Task requirements: Would you repeat every line below exactly, please?

[Opening Provided data section]

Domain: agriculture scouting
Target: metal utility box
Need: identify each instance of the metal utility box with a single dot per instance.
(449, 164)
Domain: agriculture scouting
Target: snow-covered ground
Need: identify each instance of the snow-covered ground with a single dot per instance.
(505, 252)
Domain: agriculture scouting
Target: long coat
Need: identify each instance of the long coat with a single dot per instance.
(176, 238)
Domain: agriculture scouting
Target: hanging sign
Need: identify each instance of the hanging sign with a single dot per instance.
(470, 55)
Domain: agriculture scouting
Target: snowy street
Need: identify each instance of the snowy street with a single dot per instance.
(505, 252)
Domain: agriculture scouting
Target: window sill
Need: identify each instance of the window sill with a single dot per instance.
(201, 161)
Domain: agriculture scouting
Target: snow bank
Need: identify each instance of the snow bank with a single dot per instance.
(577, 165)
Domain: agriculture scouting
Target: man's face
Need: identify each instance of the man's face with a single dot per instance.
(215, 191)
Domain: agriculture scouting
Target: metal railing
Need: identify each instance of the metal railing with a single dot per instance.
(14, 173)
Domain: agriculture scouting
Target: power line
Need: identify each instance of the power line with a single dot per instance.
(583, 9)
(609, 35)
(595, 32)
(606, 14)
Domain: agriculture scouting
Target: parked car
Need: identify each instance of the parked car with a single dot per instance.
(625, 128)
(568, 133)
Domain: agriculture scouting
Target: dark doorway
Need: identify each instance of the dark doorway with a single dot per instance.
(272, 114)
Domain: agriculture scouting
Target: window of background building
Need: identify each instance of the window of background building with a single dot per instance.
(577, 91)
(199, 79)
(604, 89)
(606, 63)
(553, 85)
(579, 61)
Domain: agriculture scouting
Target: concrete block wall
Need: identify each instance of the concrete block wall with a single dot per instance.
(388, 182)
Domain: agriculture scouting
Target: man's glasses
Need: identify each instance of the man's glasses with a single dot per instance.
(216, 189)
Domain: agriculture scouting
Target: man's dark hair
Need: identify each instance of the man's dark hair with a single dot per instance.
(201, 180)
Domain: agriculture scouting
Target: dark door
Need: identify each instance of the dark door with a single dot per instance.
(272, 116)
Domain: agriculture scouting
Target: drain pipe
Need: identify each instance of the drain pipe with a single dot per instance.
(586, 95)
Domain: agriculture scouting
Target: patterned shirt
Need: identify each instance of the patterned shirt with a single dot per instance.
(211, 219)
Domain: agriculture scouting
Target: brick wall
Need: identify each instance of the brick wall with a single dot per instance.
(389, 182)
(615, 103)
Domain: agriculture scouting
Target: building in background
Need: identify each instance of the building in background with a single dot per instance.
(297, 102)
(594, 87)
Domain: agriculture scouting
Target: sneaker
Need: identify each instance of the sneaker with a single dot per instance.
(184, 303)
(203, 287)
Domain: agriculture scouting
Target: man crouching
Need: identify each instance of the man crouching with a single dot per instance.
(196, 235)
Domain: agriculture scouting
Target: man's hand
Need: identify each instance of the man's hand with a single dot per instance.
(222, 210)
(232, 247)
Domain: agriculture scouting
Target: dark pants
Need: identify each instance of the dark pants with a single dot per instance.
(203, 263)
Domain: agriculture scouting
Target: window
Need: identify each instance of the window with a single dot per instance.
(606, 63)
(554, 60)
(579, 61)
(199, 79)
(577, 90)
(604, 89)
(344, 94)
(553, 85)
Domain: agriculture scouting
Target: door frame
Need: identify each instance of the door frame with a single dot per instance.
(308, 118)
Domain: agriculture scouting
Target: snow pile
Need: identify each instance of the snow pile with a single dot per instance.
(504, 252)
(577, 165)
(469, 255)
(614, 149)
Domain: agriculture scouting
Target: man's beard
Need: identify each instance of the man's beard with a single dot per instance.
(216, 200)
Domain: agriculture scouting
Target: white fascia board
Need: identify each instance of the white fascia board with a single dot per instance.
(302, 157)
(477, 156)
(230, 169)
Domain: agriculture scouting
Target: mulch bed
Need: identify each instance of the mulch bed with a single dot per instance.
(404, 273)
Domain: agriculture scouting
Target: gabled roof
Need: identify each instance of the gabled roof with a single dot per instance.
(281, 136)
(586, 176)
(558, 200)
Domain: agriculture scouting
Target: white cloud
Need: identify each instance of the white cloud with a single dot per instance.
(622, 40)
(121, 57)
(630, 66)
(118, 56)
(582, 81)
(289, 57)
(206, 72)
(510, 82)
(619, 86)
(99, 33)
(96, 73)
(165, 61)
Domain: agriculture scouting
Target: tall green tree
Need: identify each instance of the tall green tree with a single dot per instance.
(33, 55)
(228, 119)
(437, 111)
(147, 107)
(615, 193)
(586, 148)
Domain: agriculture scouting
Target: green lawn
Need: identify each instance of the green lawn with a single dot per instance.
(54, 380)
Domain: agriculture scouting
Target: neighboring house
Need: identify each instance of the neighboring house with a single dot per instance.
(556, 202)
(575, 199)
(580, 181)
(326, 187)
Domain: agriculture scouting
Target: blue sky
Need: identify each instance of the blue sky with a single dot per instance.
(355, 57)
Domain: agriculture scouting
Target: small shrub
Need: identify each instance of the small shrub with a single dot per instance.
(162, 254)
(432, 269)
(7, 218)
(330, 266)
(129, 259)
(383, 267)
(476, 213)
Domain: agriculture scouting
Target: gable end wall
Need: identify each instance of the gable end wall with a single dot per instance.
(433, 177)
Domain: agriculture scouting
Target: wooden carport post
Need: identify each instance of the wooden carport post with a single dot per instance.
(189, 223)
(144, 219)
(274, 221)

[Closing Provided data section]

Answer to the problem:
Domain: agriculture scouting
Target: metal utility box
Need: identify each instance of the metal utility box with a single dot per instance.
(449, 164)
Domain: agriculture scouting
Target: snow-covered ground
Need: identify each instance of the snow-covered ground with a single dot per instance.
(505, 252)
Domain: agriculture scouting
Target: long coat
Need: identify each instance of the long coat with a single dot per instance.
(176, 238)
Domain: agriculture scouting
Target: hanging sign
Need: identify each instance of the hanging sign with a single dot per instance.
(470, 55)
Domain: agriculture scouting
Target: snowy street
Need: identify each instance of the snowy street with a single dot per instance.
(505, 252)
Domain: agriculture scouting
Target: window sill
Need: identify each instance of the window sill with a single dot per instance.
(201, 161)
Domain: agriculture scouting
Target: snow bank
Need: identify each instance of the snow bank with a single dot per instance.
(577, 165)
Domain: agriculture scouting
Target: man's face
Need: identify each instance of the man's face with a single dot per instance.
(215, 191)
Domain: agriculture scouting
Target: metal railing
Need: identify each instance of the metal railing with a single dot per instance.
(14, 173)
Domain: agriculture scouting
Target: power line
Need: identify each instance of the power line with a single dot per instance.
(583, 9)
(609, 35)
(595, 32)
(606, 14)
Domain: agriculture scouting
Target: parked car
Need: identify each instance of the parked car with a single dot per instance.
(625, 128)
(568, 133)
Domain: agriculture scouting
Target: dark doorway
Need: identify each instance of the dark doorway with a single dot per instance.
(272, 114)
Domain: agriculture scouting
Target: window of background building
Need: identify each instance of the window of background building with a single dot per instance.
(577, 91)
(199, 79)
(604, 89)
(606, 63)
(553, 85)
(579, 61)
Domain: agriculture scouting
Target: concrete block wall
Need: identify each instance of the concrete block wall with a single dot per instance.
(388, 182)
Domain: agriculture scouting
Target: man's glasses
Need: identify each instance of the man's glasses with a single dot per instance.
(216, 189)
Domain: agriculture scouting
Target: man's dark hair
Need: identify each instance of the man's dark hair with a single dot per instance.
(201, 180)
Domain: agriculture scouting
Target: dark door
Need: identify each instance of the dark door with a single dot per instance.
(272, 116)
Domain: agriculture scouting
Target: drain pipe
Need: identify each instance of the drain pipe with a single dot per instance.
(586, 95)
Domain: agriculture scouting
Target: patterned shirt
Need: identify each instance of the patterned shirt with a single dot per instance.
(211, 219)
Domain: agriculture scouting
Target: brick wall
Need: identify each instance of the brick wall with a single dot per instance.
(389, 182)
(615, 103)
Domain: agriculture scouting
Target: building in background
Need: identify each instance of the building in background with a single dot per instance.
(297, 102)
(594, 87)
Domain: agriculture scouting
Target: sneaker
Need: identify each instance of the sneaker with a single dot per instance.
(184, 303)
(203, 287)
Domain: agriculture scouting
Target: man crouching
Need: identify each instance of the man crouching with a single dot per instance.
(196, 235)
Domain: agriculture scouting
Target: man's hand
Need: identify each instance of the man's hand with a single dot per instance.
(222, 210)
(232, 247)
Domain: agriculture scouting
Target: dark pants
Need: identify each instance of the dark pants with a single dot per instance.
(203, 263)
Domain: agriculture scouting
Target: window
Need: identify each instance of the window with a single dot per instance.
(606, 63)
(554, 60)
(579, 61)
(199, 79)
(577, 90)
(604, 89)
(344, 94)
(553, 85)
Domain: agriculture scouting
Target: door frame
Need: identify each instance of the door frame with a single dot per instance.
(308, 118)
Domain: agriculture scouting
Target: snow pile
Need: identify each instance of the snow pile with a single dot per instance.
(504, 252)
(577, 165)
(469, 255)
(614, 149)
Domain: agriculture scouting
Target: man's beard
Need: identify each instance of the man's beard with a single dot per instance.
(216, 200)
Domain: agriculture scouting
Target: white fascia board
Need: identify each instance of the white fascia board with a single dot per instance.
(302, 157)
(477, 156)
(230, 169)
Domain: agriculture scouting
Target: mulch bed
Need: identify each instance of the mulch bed with a single dot per instance.
(404, 273)
Domain: agriculture scouting
Target: gabled roof
Need: identify each instance of the gabled roof with a single dot per instance.
(281, 136)
(586, 176)
(558, 200)
Domain: agriculture scouting
Target: white cloud
Need: identify each instance of the white cloud with a single dot per instance.
(622, 40)
(121, 57)
(630, 66)
(118, 56)
(582, 81)
(289, 57)
(206, 72)
(510, 82)
(619, 86)
(99, 33)
(96, 73)
(165, 61)
Domain: agriculture scouting
Target: tall green tree
Need: identify each instance of the tall green tree with a single dot per instance.
(33, 55)
(228, 119)
(437, 111)
(147, 107)
(615, 193)
(586, 148)
Domain: agriculture scouting
Target: green lawn
Need: identify each instance of the green lawn with a single dot per instance.
(54, 380)
Domain: agriculture scouting
Target: neighboring house
Need: identify each instance of the neighboring house with a single dot per instance.
(556, 202)
(575, 199)
(580, 181)
(326, 187)
Domain: agriculture scouting
Target: blue sky
Need: identify each instance of the blue sky with a single dot per instance.
(355, 57)
Domain: agriculture scouting
Target: small shrub
Need: identify each instance of the small shrub with a single dot per instance.
(162, 254)
(432, 269)
(7, 218)
(330, 266)
(129, 259)
(383, 267)
(476, 213)
Domain: agriculture scouting
Target: gable end wall
Need: identify each instance of the gable end wall with a single dot per instance.
(433, 177)
Domain: agriculture scouting
Target: wooden carport post
Need: identify each instance of the wooden carport post with a single dot per instance.
(189, 223)
(144, 219)
(274, 221)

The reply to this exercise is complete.